## Records to use
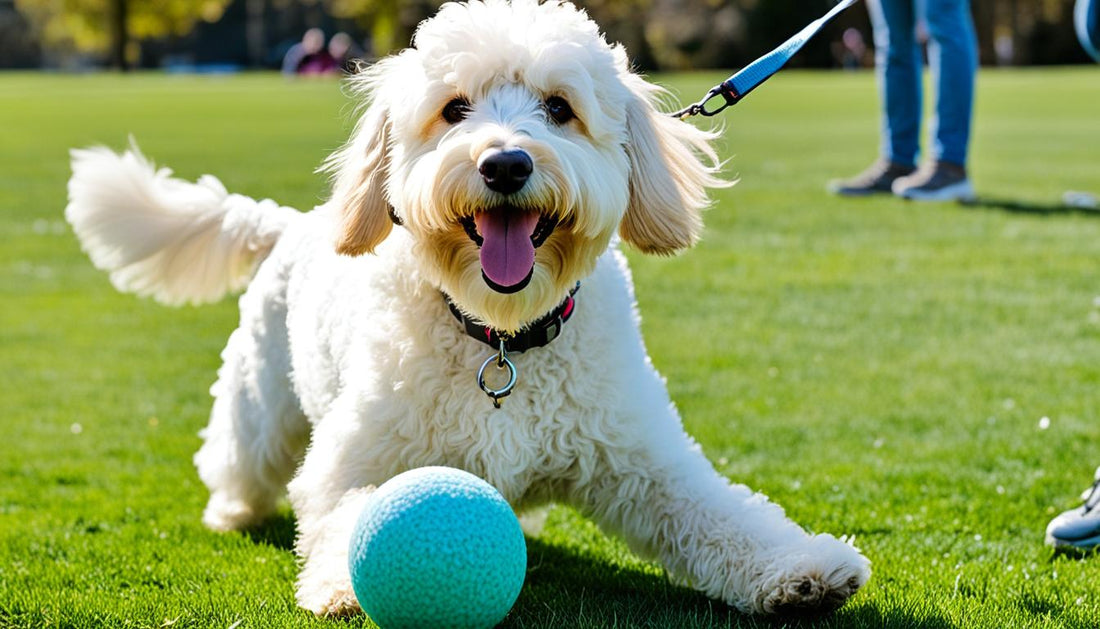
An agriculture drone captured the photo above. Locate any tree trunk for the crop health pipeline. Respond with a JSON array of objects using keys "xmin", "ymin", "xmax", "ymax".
[{"xmin": 110, "ymin": 0, "xmax": 130, "ymax": 71}]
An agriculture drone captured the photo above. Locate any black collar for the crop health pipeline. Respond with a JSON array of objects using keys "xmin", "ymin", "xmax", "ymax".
[{"xmin": 443, "ymin": 282, "xmax": 581, "ymax": 353}]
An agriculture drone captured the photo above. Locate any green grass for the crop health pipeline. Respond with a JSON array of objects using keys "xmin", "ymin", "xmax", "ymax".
[{"xmin": 0, "ymin": 67, "xmax": 1100, "ymax": 628}]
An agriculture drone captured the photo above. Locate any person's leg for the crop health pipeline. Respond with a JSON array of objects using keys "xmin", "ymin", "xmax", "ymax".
[
  {"xmin": 867, "ymin": 0, "xmax": 923, "ymax": 166},
  {"xmin": 921, "ymin": 0, "xmax": 978, "ymax": 167},
  {"xmin": 827, "ymin": 0, "xmax": 922, "ymax": 197}
]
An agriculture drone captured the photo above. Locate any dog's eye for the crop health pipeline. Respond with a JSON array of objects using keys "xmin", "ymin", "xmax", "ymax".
[
  {"xmin": 546, "ymin": 96, "xmax": 576, "ymax": 124},
  {"xmin": 443, "ymin": 97, "xmax": 470, "ymax": 124}
]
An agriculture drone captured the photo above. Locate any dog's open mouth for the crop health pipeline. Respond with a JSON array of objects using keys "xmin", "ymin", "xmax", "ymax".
[{"xmin": 462, "ymin": 206, "xmax": 558, "ymax": 294}]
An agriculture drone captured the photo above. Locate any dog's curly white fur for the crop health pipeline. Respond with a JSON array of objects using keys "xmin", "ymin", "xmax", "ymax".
[{"xmin": 66, "ymin": 0, "xmax": 870, "ymax": 614}]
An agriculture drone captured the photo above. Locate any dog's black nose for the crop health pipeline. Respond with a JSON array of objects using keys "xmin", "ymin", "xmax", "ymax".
[{"xmin": 477, "ymin": 148, "xmax": 535, "ymax": 195}]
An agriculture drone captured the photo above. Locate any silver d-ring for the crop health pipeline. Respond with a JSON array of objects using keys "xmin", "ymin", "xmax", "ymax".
[{"xmin": 477, "ymin": 354, "xmax": 516, "ymax": 408}]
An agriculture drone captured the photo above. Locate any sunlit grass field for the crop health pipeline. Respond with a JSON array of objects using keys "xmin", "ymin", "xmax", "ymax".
[{"xmin": 0, "ymin": 67, "xmax": 1100, "ymax": 628}]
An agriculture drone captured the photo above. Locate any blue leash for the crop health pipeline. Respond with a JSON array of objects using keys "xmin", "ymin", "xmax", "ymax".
[{"xmin": 672, "ymin": 0, "xmax": 858, "ymax": 119}]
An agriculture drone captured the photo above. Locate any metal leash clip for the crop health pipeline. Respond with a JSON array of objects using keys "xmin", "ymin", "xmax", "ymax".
[
  {"xmin": 671, "ymin": 81, "xmax": 741, "ymax": 120},
  {"xmin": 477, "ymin": 336, "xmax": 516, "ymax": 408}
]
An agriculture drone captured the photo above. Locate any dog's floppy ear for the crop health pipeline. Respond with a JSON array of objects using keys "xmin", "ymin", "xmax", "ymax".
[
  {"xmin": 322, "ymin": 79, "xmax": 394, "ymax": 255},
  {"xmin": 619, "ymin": 70, "xmax": 730, "ymax": 255}
]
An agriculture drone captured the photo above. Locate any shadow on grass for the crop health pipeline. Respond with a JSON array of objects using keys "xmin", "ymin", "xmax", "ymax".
[
  {"xmin": 244, "ymin": 511, "xmax": 297, "ymax": 551},
  {"xmin": 501, "ymin": 539, "xmax": 954, "ymax": 629},
  {"xmin": 959, "ymin": 197, "xmax": 1100, "ymax": 219}
]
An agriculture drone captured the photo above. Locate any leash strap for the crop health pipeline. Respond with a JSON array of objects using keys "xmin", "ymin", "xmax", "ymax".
[{"xmin": 672, "ymin": 0, "xmax": 858, "ymax": 119}]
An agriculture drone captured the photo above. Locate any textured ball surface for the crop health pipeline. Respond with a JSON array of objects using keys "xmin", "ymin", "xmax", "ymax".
[{"xmin": 348, "ymin": 467, "xmax": 527, "ymax": 629}]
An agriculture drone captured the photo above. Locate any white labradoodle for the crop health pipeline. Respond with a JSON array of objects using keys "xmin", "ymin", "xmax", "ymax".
[{"xmin": 66, "ymin": 0, "xmax": 870, "ymax": 614}]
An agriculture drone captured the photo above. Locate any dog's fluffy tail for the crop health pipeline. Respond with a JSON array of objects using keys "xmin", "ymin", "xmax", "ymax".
[{"xmin": 65, "ymin": 145, "xmax": 300, "ymax": 306}]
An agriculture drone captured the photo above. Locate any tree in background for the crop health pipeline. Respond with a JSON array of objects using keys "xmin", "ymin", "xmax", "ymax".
[{"xmin": 15, "ymin": 0, "xmax": 230, "ymax": 70}]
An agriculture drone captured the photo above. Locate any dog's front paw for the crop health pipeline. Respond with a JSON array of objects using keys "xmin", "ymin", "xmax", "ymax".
[
  {"xmin": 296, "ymin": 580, "xmax": 362, "ymax": 616},
  {"xmin": 202, "ymin": 492, "xmax": 268, "ymax": 531},
  {"xmin": 754, "ymin": 534, "xmax": 871, "ymax": 614}
]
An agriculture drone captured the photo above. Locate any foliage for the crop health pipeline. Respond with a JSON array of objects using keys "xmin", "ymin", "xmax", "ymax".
[
  {"xmin": 0, "ymin": 67, "xmax": 1100, "ymax": 629},
  {"xmin": 15, "ymin": 0, "xmax": 230, "ymax": 60}
]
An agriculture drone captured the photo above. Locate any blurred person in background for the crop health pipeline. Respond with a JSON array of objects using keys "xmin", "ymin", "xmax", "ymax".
[{"xmin": 828, "ymin": 0, "xmax": 978, "ymax": 201}]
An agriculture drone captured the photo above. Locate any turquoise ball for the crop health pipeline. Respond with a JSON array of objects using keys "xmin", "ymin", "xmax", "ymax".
[{"xmin": 348, "ymin": 467, "xmax": 527, "ymax": 629}]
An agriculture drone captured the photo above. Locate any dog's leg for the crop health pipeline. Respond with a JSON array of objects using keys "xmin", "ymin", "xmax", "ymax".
[
  {"xmin": 288, "ymin": 406, "xmax": 386, "ymax": 616},
  {"xmin": 574, "ymin": 374, "xmax": 870, "ymax": 614},
  {"xmin": 195, "ymin": 264, "xmax": 309, "ymax": 531},
  {"xmin": 295, "ymin": 486, "xmax": 374, "ymax": 616}
]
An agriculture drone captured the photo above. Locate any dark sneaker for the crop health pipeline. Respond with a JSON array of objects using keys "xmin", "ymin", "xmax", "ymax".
[
  {"xmin": 826, "ymin": 157, "xmax": 916, "ymax": 197},
  {"xmin": 891, "ymin": 162, "xmax": 975, "ymax": 201},
  {"xmin": 1046, "ymin": 467, "xmax": 1100, "ymax": 551}
]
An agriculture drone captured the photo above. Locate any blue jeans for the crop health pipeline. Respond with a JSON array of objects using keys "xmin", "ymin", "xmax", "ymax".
[{"xmin": 867, "ymin": 0, "xmax": 978, "ymax": 165}]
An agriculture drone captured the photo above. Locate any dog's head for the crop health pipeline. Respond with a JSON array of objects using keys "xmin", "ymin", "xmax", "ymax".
[{"xmin": 328, "ymin": 0, "xmax": 724, "ymax": 331}]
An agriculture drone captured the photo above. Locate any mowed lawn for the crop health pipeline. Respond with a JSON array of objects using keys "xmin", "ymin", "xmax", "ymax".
[{"xmin": 0, "ymin": 67, "xmax": 1100, "ymax": 628}]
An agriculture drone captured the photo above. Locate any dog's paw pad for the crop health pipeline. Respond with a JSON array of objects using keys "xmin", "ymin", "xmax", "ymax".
[
  {"xmin": 761, "ymin": 571, "xmax": 865, "ymax": 614},
  {"xmin": 298, "ymin": 587, "xmax": 362, "ymax": 617}
]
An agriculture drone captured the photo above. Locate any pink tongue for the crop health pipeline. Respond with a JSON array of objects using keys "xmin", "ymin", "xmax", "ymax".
[{"xmin": 474, "ymin": 209, "xmax": 539, "ymax": 287}]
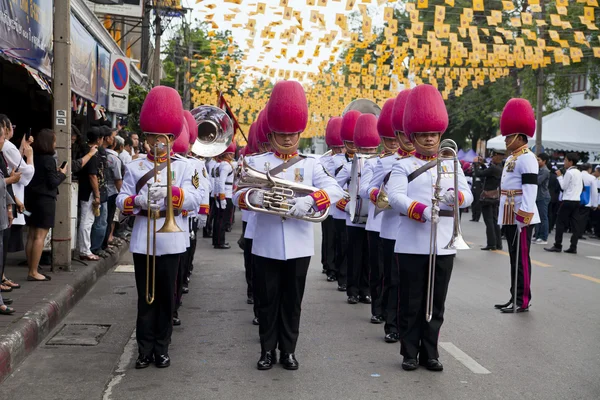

## Aim of the task
Rewrite the records from the line containing "An agriculture drone captured the photo above. Locate any mowed" through the end of the records, replacing "crop health pipeline" with "yield mapping pipeline" and leaving everything else unchanged. Leave the pictures out.

## Task answer
An agriculture drone captured the photo above. Locate any mowed lawn for the yield mapping pipeline. Respond with a JSON array of objects using keys "xmin", "ymin", "xmax", "ymax".
[{"xmin": 0, "ymin": 67, "xmax": 1100, "ymax": 628}]
An agriculture drone captured the photo above. Locate any dog's paw pad for the yield mapping pipeline. Respond with a JSON array of objects using keys "xmin", "ymin", "xmax", "ymax".
[
  {"xmin": 761, "ymin": 571, "xmax": 865, "ymax": 614},
  {"xmin": 298, "ymin": 587, "xmax": 362, "ymax": 617}
]
An agriculture drone captured the photo above. Locate any pink tongue for the yield mapping pipeline. Respond with a JSON array of objects using keys "xmin", "ymin", "xmax", "ymax".
[{"xmin": 474, "ymin": 209, "xmax": 539, "ymax": 287}]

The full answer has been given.